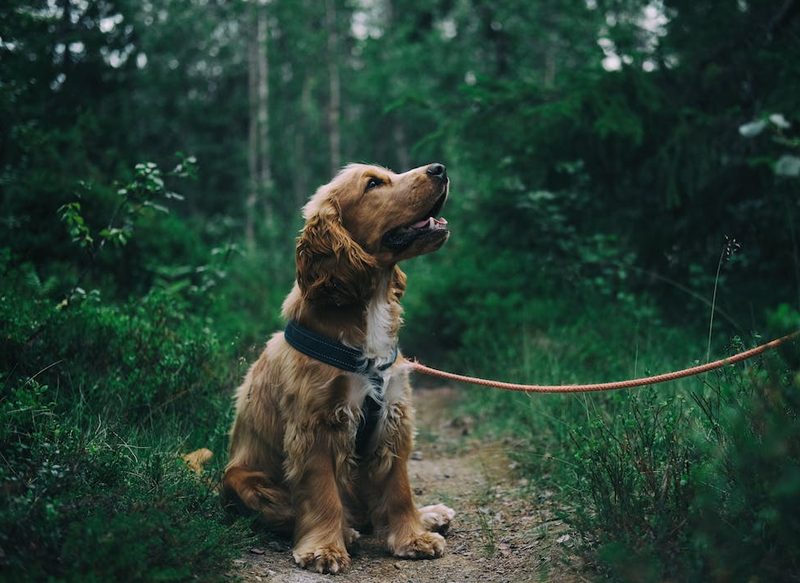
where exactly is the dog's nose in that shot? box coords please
[426,163,447,179]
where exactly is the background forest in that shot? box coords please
[2,0,800,581]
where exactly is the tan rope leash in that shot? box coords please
[405,331,799,394]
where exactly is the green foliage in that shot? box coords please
[0,155,269,579]
[449,294,800,581]
[0,241,257,580]
[0,376,249,582]
[2,0,799,580]
[58,201,94,248]
[688,359,800,581]
[58,156,196,254]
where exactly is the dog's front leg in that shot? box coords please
[285,421,352,574]
[366,402,447,559]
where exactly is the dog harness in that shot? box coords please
[284,320,398,456]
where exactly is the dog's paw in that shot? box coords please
[343,527,361,548]
[388,530,446,559]
[419,503,455,534]
[292,544,350,574]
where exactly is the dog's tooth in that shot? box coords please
[428,217,435,228]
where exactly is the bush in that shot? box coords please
[0,247,255,580]
[0,157,275,579]
[444,292,800,581]
[0,378,249,581]
[688,350,800,581]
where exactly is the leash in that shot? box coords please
[406,331,799,394]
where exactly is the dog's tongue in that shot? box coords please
[411,217,448,229]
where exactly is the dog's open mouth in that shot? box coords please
[382,191,449,251]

*Exercise brief:* No pictures go in the copy. Set down all the data exactly.

*Written answer:*
where exactly is the dog's nose in that shot? box coords please
[426,163,447,179]
where exactly is the background forest in that shot? box coords please
[2,0,800,581]
where exactly is the tan rope leash in that shot? box coords please
[405,331,799,394]
where exactly is the green foliage in that shot? box coords please
[0,155,269,579]
[449,294,800,581]
[0,241,257,580]
[0,376,249,582]
[2,0,799,580]
[58,201,94,248]
[688,359,800,581]
[58,156,196,254]
where exactly is the dog's front leg in that shot? box coords please
[285,421,352,574]
[366,402,447,559]
where exactly is the dog harness in that shot? box coords please
[284,320,398,456]
where exactly is the dog's paw in that shot? box coords please
[343,527,361,548]
[388,530,446,559]
[419,503,455,534]
[292,544,350,574]
where exactly is the dog's tooth in that shot? box coords please
[428,217,435,228]
where exactly is the bush in that shot? box coords please
[0,247,255,580]
[0,157,275,579]
[444,292,800,581]
[0,378,249,581]
[688,350,800,581]
where exactly is the leash in that shot? box coords please
[406,331,799,394]
where exactly is the dog's tongue in that shot? box coords please
[411,217,448,229]
where exactly is the dog's open mouth in that shot? box coords please
[382,191,449,251]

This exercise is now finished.